* [PAGE]:
_ _ _ _ _ _ _

This Agreement shall become effective when Agent has received
counterparts bearing the signatures of all parties hereto. Agent
may (but shall have no obligation to) accept any signature,
contract formation or record-keeping through electronic means,
which shall have the same legal validity and enforceability as
manual or paper-based methods, to the fullest extent permitted by
Applicable Law, including the Federal Electronic Signatures in
Global and National Commerce Act, the New York State Electronic
Signatures and Records Act, or any similar state law based on the
Uniform Electronic Transactions Act. Upon request by Agent, any
electronic signature or delivery shall be promptly followed by a
manually executed or paper document.
14.9 Entire
Agreement. Time is of the essence with respect to
all Loan Documents and Obligations. The Loan Documents constitute
the entire agreement, and supersede all prior understandings and
agreements, among the parties relating to the subject matter
thereof.

_ _ _ _ _ _ _

* [RECORD EXCERPTS]:
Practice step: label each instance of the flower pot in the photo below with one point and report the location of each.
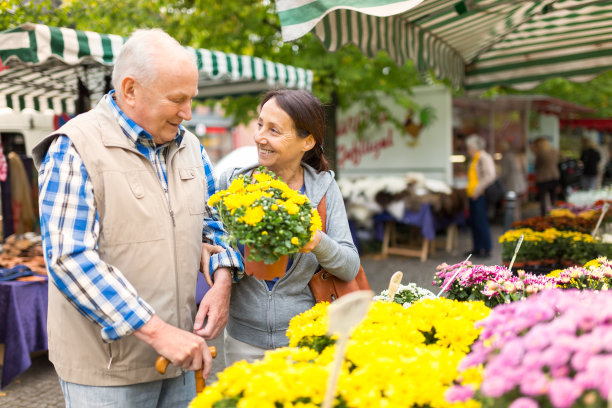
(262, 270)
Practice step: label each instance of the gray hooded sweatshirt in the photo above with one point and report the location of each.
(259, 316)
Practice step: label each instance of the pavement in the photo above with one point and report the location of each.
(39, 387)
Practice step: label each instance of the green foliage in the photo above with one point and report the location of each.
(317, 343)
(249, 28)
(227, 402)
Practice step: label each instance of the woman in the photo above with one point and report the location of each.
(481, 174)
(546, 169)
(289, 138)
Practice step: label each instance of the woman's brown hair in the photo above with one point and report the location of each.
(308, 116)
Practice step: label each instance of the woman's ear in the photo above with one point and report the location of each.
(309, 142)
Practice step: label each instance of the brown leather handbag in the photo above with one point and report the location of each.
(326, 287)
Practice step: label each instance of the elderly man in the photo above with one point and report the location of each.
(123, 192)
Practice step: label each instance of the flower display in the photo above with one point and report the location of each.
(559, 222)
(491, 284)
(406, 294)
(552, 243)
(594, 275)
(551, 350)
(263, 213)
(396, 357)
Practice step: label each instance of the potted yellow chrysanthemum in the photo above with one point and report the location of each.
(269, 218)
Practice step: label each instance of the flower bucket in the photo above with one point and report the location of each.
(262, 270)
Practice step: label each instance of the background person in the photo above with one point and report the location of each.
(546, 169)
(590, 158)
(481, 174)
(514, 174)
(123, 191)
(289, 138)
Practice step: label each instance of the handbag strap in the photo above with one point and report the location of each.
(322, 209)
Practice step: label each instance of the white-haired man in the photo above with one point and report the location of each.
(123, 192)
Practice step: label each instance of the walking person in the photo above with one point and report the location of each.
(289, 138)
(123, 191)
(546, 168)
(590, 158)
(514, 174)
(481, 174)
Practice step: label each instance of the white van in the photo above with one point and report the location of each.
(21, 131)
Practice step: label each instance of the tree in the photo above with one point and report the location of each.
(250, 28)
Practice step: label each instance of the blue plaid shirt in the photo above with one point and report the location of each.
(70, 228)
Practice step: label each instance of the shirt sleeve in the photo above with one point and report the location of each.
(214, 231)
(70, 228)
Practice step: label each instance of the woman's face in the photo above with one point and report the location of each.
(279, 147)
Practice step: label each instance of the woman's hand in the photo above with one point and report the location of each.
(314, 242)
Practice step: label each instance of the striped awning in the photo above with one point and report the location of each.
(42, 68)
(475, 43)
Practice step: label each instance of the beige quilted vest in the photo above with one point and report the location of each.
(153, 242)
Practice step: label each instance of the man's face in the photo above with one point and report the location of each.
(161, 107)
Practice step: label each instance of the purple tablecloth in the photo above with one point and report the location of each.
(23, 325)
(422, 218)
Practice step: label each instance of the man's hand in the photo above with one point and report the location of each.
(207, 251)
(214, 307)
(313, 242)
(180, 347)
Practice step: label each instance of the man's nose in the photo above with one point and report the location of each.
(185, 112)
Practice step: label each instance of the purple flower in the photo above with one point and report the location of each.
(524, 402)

_ _ _ _ _ _ _

* [REQUIREMENT 1]: Retype the stretch of the loan agreement text from "This Agreement shall" through "or paper document.".
* [REQUIREMENT 2]: Carry the loan agreement text forward from its last sentence, writing what comes next.

* [OUTPUT 1]:
This Agreement shall become effective when Agent has received
counterparts bearing the signatures of all parties hereto. Agent
may (but shall have no obligation to) accept any signature,
contract formation or record-keeping through electronic means,
which shall have the same legal validity and enforceability as
manual or paper-based methods, to the fullest extent permitted by
Applicable Law, including the Federal Electronic Signatures in
Global and National Commerce Act, the New York State Electronic
Signatures and Records Act, or any similar state law based on the
Uniform Electronic Transactions Act. Upon request by Agent, any
electronic signature or delivery shall be promptly followed by a
manually executed or paper document.

* [OUTPUT 2]:
14.10 Relationship with
Lenders. The obligations of each Lender
hereunder are several, and no Lender shall be responsible for the
obligations or Commitments of any other Lender. Amounts payable
hereunder to each Lender shall be a separate and independent debt.
It shall not be necessary for Agent or any other Lender to be
joined as an additional party in any proceeding for such purposes.
Nothing in this Agreement and no action of Agent, Lenders or any
other Secured Party pursuant to the Loan Documents or otherwise
shall be deemed to constitute Agent and any Secured Party to be a
partnership, joint venture or similar arrangement, nor to
constitute control of any Obligor.
14.11 No Advisory or Fiduciary
Responsibility. In connection with all aspects of each
transaction contemplated by any Loan Document, Obligors acknowledge
and agree that (a)(i) this credit facility and any arranging or
other services by Agent, any Lender, any of their Affiliates or any
arranger are arm’s-length commercial transactions between
Obligors and their Affiliates, on one hand, and Agent, any Lender,
any of their Affiliates or any arranger, on the other hand; (ii)
Obligors have consulted their own legal, accounting, regulatory and
tax advisors to the extent they have deemed appropriate; and (iii)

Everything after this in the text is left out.